ASSIGNMENT 1: In the article about Kasper's Copernicus Medal, who presented the medal to him?
ASSIGNMENT 2: In the article about Kasper's Copernicus Medal, update the stretch from "Kasper Accepts the" through "Tamas Gombosi, Ph.D." by changing "pandemic" to "health crisis".

GIVEN TEXT:
Photo of Justin Kasper in Vienna

Kasper Accepts the Copernicus Medal in Vienna

After a delay due to the global pandemic, the Copernicus Medal was presented to Professor Justin Kasper during the 2022 EGU General Assembly.

On May 26, 2022, Professor Justin Kasper, Ph.D., formally accepted the Copernicus Medal 2020 during the General Assembly of the European Geosciences Union (EGU) in Vienna, Austria. The presentation of the medal was delayed due to the global pandemic, and it coincided with the presentation of the 2022 medal.

Kasper was awarded the Copernicus Medal for his pioneering work on the heating and acceleration of the solar corona and the solar wind, and his outstanding leadership of the SWEAP Investigation on Parker Solar Probe, which has now successfully touched the Sun. The presentation of the medal was made by U-M Professor of Engineering Tamas Gombosi, Ph.D.

As a professor in the University of Michigan Department of Climate and Space Sciences and Engineering, Kasper designs sensors for spacecraft that explore extreme environments in space, from the surface of the Sun to the outer edges of the solar system. He is interested in understanding the forces that lead to solar flares and the solar wind, a stream of particles heated to millions of degrees in the Sun’s atmosphere, or corona.

In 2007, he used measurements by the Voyager spacecraft to detect the termination shock, a massive shockwave surrounding our solar system. He has served on advisory committees for NASA, the National Science Foundation, and the National Academy of Sciences. He leads the SWEAP Investigation on Parker Solar Probe, a mission of exploration that made history in 2018 as the first human-made object to plunge into the solar corona. He has also received the Presidential Early Career Award for Scientists and Engineers (2010), the Henry Russel Award (2018), and numerous awards from NASA.

EXCERPTED RECORDS:
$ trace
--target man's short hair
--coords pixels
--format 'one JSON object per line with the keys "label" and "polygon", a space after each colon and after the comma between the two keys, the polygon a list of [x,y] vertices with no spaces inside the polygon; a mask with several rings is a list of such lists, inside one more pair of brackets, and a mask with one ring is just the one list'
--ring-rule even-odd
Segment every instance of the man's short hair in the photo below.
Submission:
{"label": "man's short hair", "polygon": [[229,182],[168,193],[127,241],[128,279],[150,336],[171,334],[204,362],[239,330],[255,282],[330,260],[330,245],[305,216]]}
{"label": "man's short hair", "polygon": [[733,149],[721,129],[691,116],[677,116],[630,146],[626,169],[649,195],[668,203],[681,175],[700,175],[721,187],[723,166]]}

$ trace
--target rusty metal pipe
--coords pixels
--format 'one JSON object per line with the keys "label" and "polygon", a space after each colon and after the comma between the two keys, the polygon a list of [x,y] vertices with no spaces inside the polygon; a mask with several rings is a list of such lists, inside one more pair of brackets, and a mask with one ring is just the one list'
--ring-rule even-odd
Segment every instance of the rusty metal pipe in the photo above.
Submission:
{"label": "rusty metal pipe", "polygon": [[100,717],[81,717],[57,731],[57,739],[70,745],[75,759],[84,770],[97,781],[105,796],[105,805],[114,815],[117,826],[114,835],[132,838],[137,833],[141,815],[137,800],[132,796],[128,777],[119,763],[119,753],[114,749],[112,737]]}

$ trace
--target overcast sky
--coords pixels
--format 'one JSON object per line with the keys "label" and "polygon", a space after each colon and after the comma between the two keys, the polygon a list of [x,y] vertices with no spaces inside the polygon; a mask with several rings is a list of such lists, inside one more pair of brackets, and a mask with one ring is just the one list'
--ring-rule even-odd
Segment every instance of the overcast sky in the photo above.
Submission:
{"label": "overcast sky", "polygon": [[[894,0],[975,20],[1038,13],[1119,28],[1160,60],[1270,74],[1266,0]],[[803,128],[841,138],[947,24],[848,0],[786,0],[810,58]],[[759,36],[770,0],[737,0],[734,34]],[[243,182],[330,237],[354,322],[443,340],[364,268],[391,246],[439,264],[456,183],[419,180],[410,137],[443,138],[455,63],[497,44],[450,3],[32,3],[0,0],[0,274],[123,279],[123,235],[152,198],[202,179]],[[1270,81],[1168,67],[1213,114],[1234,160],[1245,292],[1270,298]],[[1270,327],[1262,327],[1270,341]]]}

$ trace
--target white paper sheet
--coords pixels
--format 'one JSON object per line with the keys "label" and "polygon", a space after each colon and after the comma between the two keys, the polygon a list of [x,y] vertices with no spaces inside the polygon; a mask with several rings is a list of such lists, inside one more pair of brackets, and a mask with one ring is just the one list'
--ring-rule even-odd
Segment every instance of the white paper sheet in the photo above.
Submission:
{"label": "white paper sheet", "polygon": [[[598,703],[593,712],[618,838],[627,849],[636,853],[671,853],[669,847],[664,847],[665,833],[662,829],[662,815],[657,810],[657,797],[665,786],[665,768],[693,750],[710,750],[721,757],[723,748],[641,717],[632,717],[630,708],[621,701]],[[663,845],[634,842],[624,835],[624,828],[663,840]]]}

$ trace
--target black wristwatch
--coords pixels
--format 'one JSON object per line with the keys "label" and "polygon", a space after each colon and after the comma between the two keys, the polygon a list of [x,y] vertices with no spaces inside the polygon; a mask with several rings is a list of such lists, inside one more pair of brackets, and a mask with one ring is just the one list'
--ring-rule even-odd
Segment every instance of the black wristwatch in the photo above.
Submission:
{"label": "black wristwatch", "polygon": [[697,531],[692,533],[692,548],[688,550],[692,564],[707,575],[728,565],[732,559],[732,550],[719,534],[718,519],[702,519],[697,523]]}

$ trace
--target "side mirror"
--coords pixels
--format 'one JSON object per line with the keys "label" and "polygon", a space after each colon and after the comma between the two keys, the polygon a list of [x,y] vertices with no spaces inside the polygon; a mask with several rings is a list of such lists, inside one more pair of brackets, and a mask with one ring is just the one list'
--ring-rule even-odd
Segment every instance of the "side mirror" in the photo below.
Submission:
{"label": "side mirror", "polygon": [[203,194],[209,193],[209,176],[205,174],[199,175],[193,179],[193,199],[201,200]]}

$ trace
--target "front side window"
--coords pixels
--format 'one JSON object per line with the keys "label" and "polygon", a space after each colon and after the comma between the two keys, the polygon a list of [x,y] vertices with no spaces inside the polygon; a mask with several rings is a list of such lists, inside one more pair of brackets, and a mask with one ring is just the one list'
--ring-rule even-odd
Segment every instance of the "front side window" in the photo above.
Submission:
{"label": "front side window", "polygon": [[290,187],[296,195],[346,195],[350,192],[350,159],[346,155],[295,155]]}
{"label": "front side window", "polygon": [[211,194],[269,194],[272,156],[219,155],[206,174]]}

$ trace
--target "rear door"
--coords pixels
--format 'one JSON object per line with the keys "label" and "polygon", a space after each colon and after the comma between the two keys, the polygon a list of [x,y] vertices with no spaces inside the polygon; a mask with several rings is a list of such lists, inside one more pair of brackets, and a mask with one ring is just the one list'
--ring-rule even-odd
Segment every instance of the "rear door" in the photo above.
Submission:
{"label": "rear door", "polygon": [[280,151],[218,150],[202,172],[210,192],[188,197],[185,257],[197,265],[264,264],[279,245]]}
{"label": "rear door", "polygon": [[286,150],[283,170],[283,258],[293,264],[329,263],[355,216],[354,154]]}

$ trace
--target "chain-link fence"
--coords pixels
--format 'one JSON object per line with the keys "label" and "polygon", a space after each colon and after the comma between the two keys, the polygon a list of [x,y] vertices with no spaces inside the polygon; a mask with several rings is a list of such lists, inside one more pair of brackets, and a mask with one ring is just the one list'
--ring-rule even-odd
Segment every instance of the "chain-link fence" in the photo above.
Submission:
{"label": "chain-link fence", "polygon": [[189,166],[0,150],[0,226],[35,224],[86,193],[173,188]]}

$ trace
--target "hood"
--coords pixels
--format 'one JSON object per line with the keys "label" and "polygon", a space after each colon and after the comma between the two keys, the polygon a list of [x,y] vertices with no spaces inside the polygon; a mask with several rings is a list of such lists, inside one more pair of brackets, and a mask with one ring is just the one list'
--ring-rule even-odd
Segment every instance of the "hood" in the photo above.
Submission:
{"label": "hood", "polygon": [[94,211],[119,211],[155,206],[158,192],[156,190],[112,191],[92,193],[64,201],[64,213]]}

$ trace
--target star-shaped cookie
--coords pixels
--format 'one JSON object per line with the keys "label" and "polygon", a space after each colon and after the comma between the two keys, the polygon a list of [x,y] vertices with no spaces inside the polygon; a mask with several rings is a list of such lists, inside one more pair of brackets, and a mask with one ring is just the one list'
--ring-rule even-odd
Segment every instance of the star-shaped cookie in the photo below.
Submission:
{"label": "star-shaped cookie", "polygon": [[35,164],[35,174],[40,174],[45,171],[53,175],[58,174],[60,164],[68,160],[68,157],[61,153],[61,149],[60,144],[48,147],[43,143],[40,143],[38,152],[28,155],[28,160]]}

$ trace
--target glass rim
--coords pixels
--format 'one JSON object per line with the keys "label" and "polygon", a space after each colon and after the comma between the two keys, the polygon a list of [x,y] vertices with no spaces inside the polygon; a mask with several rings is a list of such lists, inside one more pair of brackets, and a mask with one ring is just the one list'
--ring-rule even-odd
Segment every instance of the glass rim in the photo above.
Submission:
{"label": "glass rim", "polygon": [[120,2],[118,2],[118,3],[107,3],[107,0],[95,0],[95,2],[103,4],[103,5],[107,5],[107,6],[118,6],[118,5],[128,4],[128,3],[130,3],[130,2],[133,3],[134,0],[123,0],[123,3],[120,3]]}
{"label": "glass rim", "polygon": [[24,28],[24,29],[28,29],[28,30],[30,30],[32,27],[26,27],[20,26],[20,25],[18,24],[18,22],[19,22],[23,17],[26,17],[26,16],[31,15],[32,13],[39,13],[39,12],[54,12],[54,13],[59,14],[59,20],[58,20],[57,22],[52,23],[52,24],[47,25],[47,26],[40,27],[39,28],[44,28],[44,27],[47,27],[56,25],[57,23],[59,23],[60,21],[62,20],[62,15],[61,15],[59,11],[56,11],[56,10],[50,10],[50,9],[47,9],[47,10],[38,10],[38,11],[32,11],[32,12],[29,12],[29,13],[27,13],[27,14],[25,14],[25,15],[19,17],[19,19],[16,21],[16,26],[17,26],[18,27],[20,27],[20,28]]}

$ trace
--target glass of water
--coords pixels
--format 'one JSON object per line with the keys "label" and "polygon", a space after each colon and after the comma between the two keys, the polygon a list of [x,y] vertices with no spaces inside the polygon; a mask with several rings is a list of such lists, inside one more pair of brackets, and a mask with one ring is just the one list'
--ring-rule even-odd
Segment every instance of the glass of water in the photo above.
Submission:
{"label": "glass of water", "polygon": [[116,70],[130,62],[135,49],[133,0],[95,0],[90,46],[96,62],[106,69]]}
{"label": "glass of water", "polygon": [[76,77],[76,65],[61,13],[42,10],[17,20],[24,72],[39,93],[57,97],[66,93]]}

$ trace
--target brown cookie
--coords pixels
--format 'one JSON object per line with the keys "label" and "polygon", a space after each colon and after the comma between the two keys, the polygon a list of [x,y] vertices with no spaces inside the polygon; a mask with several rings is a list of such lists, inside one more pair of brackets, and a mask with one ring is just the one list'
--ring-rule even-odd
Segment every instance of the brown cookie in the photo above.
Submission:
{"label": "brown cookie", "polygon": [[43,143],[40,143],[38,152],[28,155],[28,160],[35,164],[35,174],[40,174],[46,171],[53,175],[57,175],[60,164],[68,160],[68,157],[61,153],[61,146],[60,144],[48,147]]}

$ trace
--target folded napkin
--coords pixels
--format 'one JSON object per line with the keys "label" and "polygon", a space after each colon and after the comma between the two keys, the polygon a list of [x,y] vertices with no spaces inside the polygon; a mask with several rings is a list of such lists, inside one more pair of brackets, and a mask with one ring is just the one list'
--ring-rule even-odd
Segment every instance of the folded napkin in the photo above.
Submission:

RESPONSE 1: U-M Professor of Engineering Tamas Gombosi, Ph.D., presented the medal.

RESPONSE 2:
Kasper Accepts the Copernicus Medal in Vienna

After a delay due to the global health crisis, the Copernicus Medal was presented to Professor Justin Kasper during the 2022 EGU General Assembly.

On May 26, 2022, Professor Justin Kasper, Ph.D., formally accepted the Copernicus Medal 2020 during the General Assembly of the European Geosciences Union (EGU) in Vienna, Austria. The presentation of the medal was delayed due to the global health crisis, and it coincided with the presentation of the 2022 medal.

Kasper was awarded the Copernicus Medal for his pioneering work on the heating and acceleration of the solar corona and the solar wind, and his outstanding leadership of the SWEAP Investigation on Parker Solar Probe, which has now successfully touched the Sun. The presentation of the medal was made by U-M Professor of Engineering Tamas Gombosi, Ph.D.